| Work to complete |
In the material below, which lines hold the word "railing"? Pick each one out.

| Exercise data |
============================================================
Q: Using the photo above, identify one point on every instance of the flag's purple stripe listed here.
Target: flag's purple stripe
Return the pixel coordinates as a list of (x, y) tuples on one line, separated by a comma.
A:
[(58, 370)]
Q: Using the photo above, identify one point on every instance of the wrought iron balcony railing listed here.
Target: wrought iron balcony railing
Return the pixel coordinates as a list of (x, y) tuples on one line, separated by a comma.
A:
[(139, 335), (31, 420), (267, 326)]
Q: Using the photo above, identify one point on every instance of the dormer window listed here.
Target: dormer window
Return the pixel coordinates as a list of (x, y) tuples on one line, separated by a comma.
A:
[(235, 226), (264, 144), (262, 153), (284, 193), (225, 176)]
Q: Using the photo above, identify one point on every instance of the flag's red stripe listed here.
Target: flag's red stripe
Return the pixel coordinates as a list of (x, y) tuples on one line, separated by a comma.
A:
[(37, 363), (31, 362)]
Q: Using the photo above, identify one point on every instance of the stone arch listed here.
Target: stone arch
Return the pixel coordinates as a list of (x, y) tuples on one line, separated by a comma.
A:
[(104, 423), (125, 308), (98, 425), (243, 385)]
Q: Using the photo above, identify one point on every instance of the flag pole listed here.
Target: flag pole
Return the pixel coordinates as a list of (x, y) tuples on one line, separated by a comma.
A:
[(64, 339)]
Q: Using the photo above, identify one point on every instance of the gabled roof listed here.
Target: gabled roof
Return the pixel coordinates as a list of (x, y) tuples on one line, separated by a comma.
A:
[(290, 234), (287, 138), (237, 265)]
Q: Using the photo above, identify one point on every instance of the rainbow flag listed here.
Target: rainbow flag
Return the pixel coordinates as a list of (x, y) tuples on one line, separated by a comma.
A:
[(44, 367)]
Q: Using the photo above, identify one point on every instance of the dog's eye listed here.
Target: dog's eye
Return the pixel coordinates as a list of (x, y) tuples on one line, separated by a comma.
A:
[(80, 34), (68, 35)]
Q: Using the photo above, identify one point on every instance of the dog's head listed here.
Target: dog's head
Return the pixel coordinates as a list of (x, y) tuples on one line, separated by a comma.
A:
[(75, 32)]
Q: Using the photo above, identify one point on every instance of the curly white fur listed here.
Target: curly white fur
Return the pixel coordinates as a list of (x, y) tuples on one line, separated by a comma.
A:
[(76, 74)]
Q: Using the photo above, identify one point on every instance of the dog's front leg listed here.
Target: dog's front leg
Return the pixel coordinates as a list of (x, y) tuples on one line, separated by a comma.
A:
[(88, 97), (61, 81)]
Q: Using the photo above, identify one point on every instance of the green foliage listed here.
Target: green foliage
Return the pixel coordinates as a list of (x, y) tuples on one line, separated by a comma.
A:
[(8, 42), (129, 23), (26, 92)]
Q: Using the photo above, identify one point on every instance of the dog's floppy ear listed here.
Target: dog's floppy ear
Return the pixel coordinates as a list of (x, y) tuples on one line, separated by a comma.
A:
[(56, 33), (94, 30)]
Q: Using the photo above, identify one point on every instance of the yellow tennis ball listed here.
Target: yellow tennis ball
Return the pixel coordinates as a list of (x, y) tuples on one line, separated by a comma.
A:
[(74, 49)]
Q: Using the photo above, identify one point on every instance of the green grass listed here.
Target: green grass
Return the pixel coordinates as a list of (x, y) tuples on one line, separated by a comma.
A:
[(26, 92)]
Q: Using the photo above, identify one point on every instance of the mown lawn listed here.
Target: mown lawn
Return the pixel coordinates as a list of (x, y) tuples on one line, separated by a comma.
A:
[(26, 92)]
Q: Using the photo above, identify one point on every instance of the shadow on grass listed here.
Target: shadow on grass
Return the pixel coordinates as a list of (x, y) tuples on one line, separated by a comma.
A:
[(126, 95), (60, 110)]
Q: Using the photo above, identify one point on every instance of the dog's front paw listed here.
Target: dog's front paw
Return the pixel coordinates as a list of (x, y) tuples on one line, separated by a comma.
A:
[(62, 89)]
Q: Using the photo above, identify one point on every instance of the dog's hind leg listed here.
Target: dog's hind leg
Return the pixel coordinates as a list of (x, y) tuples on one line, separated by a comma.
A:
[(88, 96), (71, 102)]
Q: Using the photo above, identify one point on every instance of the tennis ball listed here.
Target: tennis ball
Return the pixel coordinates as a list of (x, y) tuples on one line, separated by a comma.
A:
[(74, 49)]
============================================================
| Written response |
Q: Using the photo above, identify one point on every instance of the wrought iron balcony railing listed here.
Target: wrought iron balcony railing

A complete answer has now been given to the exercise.